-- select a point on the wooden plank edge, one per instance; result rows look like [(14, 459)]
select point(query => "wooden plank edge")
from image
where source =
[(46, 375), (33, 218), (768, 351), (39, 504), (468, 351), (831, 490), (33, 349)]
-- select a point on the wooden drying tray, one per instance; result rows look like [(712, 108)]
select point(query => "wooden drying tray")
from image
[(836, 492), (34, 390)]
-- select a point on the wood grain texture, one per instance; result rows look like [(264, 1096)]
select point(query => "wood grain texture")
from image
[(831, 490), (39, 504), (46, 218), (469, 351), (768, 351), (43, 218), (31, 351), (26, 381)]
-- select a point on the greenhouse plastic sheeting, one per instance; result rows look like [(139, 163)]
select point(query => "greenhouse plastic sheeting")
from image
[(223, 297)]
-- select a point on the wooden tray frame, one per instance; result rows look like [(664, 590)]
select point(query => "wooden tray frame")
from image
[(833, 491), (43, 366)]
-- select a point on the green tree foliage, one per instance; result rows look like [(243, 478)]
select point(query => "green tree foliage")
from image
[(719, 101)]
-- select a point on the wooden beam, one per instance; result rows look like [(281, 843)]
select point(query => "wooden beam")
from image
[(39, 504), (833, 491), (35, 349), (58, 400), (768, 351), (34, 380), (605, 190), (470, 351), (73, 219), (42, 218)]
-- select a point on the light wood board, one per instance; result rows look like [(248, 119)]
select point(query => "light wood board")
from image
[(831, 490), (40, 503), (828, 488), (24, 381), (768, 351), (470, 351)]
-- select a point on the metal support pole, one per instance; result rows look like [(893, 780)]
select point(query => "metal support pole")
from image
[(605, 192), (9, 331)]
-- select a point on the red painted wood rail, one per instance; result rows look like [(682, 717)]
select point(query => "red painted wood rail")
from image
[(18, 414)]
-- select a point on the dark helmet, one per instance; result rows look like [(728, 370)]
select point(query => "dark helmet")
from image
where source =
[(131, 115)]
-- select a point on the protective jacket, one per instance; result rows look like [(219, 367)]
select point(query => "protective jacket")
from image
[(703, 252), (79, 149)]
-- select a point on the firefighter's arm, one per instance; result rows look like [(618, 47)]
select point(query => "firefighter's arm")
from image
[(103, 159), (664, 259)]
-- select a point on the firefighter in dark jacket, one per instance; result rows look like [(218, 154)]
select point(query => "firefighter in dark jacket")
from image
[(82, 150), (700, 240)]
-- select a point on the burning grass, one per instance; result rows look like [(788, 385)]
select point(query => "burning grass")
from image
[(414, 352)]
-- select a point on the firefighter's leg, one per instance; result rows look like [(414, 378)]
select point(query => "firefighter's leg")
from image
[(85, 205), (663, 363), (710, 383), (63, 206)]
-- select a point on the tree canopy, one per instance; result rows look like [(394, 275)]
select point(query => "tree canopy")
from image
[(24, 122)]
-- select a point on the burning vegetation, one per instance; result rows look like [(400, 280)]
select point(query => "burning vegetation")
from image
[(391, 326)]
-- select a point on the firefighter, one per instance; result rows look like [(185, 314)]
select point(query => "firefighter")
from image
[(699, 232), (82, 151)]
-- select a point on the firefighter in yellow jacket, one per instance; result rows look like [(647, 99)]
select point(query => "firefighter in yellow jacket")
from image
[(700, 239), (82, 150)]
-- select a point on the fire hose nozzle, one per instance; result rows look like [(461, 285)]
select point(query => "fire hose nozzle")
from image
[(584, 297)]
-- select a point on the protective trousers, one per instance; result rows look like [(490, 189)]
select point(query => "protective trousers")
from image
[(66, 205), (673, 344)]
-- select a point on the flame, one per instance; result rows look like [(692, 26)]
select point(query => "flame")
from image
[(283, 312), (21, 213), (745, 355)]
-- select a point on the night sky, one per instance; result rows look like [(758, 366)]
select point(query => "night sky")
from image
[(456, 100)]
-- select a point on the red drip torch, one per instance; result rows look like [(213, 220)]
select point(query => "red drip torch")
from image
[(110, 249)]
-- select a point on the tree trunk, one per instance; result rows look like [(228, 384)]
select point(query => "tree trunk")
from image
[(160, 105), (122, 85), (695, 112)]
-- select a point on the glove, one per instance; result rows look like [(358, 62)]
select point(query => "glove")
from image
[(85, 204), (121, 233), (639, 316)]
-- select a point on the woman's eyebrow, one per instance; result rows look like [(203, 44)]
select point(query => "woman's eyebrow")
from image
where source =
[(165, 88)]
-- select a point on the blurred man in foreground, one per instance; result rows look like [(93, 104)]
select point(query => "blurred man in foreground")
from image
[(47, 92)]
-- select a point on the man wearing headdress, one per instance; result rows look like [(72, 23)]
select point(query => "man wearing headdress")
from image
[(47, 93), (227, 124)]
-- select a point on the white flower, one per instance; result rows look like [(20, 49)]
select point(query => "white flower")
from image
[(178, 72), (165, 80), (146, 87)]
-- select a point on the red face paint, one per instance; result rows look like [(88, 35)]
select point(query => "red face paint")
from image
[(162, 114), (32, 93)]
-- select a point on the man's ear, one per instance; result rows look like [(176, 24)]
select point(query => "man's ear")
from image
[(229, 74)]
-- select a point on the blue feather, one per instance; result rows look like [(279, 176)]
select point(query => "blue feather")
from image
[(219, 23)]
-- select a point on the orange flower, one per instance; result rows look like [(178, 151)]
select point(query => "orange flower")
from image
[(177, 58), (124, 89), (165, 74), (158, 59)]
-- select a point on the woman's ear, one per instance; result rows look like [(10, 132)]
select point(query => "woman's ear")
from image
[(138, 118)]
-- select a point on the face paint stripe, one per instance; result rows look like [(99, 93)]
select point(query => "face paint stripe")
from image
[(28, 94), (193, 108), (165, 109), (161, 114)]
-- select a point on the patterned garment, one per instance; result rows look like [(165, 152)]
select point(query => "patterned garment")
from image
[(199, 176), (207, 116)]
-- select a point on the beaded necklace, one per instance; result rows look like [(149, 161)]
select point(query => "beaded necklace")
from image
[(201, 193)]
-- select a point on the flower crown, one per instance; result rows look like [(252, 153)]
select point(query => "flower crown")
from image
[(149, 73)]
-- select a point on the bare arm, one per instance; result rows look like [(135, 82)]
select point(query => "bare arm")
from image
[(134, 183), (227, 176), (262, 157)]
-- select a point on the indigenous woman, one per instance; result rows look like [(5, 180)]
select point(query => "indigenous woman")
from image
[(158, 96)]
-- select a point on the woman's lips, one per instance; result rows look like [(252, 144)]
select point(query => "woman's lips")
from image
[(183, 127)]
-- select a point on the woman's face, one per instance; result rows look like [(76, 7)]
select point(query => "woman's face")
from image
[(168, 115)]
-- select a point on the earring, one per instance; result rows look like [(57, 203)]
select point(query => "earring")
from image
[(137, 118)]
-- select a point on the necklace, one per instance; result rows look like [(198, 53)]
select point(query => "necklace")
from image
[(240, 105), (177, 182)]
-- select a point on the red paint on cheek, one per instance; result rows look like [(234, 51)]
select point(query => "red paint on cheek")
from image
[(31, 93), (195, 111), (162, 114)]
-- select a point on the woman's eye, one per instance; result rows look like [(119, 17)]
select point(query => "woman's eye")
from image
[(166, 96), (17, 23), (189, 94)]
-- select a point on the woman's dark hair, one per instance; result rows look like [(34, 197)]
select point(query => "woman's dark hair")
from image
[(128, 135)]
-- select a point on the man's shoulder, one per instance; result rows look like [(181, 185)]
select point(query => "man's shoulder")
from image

*The task*
Copy the records word for word, from the line containing "-- select a point on the white" through the line containing "[(158, 96)]", inclusive.

*Exercise output*
-- select a point on the white flower, one per instance; result rows look like [(20, 49)]
select point(query => "white flower")
from image
[(178, 72), (165, 80), (146, 87)]
-- select a point on the red face paint, one per instance; result rows look like [(88, 35)]
select point(query => "red face paint")
from image
[(162, 114), (32, 93)]
-- select a point on the man's ear, one per instance; result rows look like [(176, 24)]
select point(query => "man's ear")
from image
[(229, 74)]
-- select a point on the blue feather, one per instance; result rows look like [(279, 176)]
select point(query => "blue feather")
from image
[(219, 23)]
-- select a point on the orange flower, one per instance; result rows look like [(178, 151)]
select point(query => "orange flower")
from image
[(177, 58), (124, 89), (165, 74), (158, 59)]
-- select a point on the woman's ear, one per instance; result rows look like [(10, 132)]
select point(query => "woman's ear")
from image
[(138, 118)]
-- select a point on the face paint stripe, one per instance; result rows look like [(99, 93)]
select point(query => "face paint stripe")
from image
[(28, 94), (193, 108), (165, 109), (161, 114)]
-- select a point on the patterned garment, one per instance; result rows look like [(165, 152)]
select point(query => "patterned garment")
from image
[(199, 176), (207, 116)]
-- select a point on the beaded necklace, one per instance; result rows look like [(149, 161)]
select point(query => "beaded necklace")
from image
[(201, 193)]
-- select a point on the flower crown, one per instance; result rows look like [(252, 153)]
select point(query => "flower crown")
from image
[(149, 73)]
-- select a point on the bare arm, one per instance; result rows look like [(135, 82)]
select point(query => "bare arm")
from image
[(134, 183), (227, 176), (262, 157)]
-- select a point on the indigenous woman, one per instance; result rows look like [(5, 180)]
select point(query => "indigenous woman")
from image
[(158, 96)]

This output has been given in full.